- Task statement -
Give back the whole listing exactly as shown.

***** Record extracts *****

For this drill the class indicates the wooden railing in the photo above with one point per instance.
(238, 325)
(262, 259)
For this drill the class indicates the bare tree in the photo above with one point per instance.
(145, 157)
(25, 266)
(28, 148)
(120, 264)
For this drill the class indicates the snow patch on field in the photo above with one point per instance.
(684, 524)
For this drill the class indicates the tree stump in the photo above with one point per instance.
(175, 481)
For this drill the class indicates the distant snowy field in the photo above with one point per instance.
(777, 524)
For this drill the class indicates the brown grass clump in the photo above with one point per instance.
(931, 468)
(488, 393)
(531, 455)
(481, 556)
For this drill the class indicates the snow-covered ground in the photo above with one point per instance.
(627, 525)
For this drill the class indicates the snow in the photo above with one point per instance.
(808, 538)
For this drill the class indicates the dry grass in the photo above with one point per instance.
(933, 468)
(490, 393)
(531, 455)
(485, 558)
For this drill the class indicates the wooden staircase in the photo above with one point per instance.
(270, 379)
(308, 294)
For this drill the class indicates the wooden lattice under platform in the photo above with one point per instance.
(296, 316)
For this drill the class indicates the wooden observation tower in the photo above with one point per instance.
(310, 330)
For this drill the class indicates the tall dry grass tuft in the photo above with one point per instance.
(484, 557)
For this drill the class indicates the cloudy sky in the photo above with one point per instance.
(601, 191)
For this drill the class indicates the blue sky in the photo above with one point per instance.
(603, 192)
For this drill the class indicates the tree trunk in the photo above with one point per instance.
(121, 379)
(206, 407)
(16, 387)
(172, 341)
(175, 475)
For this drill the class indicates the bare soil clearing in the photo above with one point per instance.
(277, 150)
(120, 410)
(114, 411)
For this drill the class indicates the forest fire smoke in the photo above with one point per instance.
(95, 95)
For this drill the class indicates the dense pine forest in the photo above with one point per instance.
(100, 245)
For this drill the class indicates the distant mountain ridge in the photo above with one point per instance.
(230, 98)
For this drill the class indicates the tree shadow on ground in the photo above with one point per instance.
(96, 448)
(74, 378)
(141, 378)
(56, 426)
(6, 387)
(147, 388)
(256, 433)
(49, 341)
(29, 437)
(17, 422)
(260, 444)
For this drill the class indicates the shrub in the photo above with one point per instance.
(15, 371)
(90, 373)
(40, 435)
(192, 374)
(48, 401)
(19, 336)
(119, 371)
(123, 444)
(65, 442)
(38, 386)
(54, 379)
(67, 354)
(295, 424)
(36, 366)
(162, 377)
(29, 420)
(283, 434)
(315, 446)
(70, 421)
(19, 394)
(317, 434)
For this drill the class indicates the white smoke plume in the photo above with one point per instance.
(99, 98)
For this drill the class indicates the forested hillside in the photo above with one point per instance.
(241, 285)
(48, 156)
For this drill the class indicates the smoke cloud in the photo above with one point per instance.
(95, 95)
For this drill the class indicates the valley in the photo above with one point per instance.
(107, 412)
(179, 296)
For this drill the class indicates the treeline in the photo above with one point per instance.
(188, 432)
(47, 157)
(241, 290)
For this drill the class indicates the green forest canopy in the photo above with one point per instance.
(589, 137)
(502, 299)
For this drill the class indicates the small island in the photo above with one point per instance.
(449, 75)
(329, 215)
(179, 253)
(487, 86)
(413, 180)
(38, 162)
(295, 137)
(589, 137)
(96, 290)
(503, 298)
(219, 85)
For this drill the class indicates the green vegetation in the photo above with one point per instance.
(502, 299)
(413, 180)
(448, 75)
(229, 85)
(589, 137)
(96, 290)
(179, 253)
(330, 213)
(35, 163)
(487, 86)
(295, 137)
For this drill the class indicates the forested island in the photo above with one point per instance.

*****

- Answer below -
For this drill the class indicates the wooden railing in the photo above with one point per instance.
(238, 325)
(262, 259)
For this drill the class indicates the bare tree in the photo above with one point per instance.
(145, 157)
(25, 266)
(28, 148)
(120, 264)
For this drill the class indicates the snow patch on field in the photo above with one point per instance.
(684, 524)
For this drill the class indicates the tree stump in the photo above with one point per instance.
(175, 481)
For this drill the class indicates the distant snowy field in the photo above with one point per instance.
(777, 524)
For this drill the class indicates the brown grass clump in the photo above with one point per instance.
(931, 468)
(488, 393)
(531, 455)
(481, 556)
For this drill the class indicates the snow-covered ground in the photo above with one point per instance.
(627, 525)
For this drill the class indicates the snow in the photo above with one point per instance.
(808, 538)
For this drill the class indicates the dry grass in the photo above with one point per instance.
(933, 468)
(490, 393)
(531, 455)
(485, 558)
For this drill the class indicates the wooden staircase in the photo above with one point per instance.
(270, 379)
(308, 294)
For this drill the class indicates the wooden lattice under platform in the photo above with one point per instance.
(296, 316)
For this drill the class indicates the wooden observation tower in the photo above with one point per instance.
(310, 330)
For this drill the class indicates the tall dry grass tuft in the photo above with one point per instance.
(484, 557)
For this drill the class indicates the cloudy sky in the photo above with one point per instance.
(601, 191)
For this drill the class indicates the blue sky in the photo above with one point per instance.
(603, 192)
For this drill the class indicates the tree trunk in the photo above with one point per instance.
(121, 379)
(206, 407)
(16, 387)
(172, 341)
(175, 475)
For this drill the class indicates the bare soil clearing in the photo above with one point per instance.
(277, 150)
(120, 410)
(114, 411)
For this drill the class indicates the forest fire smoke in the photo above with one point per instance.
(95, 95)
For this drill the class indicates the dense pine forest in the photo above with one point per instance.
(100, 245)
For this drill the class indicates the distant mountain ridge in the photo above with one point per instance.
(230, 98)
For this drill the class indicates the tree shadow on ground in the photo above with one point per instance.
(96, 448)
(74, 378)
(141, 378)
(56, 426)
(6, 387)
(147, 388)
(256, 433)
(49, 341)
(29, 437)
(17, 422)
(260, 444)
For this drill the class indicates the shrub in the photo above with one point per instance.
(15, 371)
(90, 373)
(40, 435)
(192, 374)
(48, 401)
(19, 336)
(119, 371)
(123, 444)
(65, 442)
(38, 386)
(54, 379)
(67, 354)
(295, 424)
(36, 366)
(162, 377)
(29, 420)
(283, 434)
(315, 446)
(70, 421)
(19, 394)
(317, 434)
For this drill the class indicates the white smoke plume in the photo above with one point per instance.
(99, 98)
For this drill the class indicates the forested hillside in the photo above with one point per instance.
(241, 285)
(48, 156)
For this drill the class indicates the smoke cloud in the photo above with one point per instance.
(95, 95)
For this drill the class indicates the valley in the photo above with one point per instance.
(107, 412)
(179, 296)
For this drill the class indicates the treeline in the photo above with one point per instance.
(188, 432)
(47, 157)
(241, 290)
For this drill the class indicates the green forest canopy in the photo above with one point per instance.
(589, 137)
(502, 299)
For this drill the class indicates the small island in the photo above with one point per instance.
(449, 75)
(329, 215)
(179, 253)
(487, 86)
(413, 180)
(38, 162)
(295, 137)
(589, 137)
(96, 290)
(503, 298)
(219, 85)
For this drill the class indicates the green vegetation in the photo above with one point per instance.
(502, 299)
(413, 180)
(448, 75)
(229, 85)
(589, 137)
(96, 290)
(179, 253)
(330, 213)
(35, 163)
(487, 86)
(295, 137)
For this drill the class indicates the forested island in the photo above with one point per instance.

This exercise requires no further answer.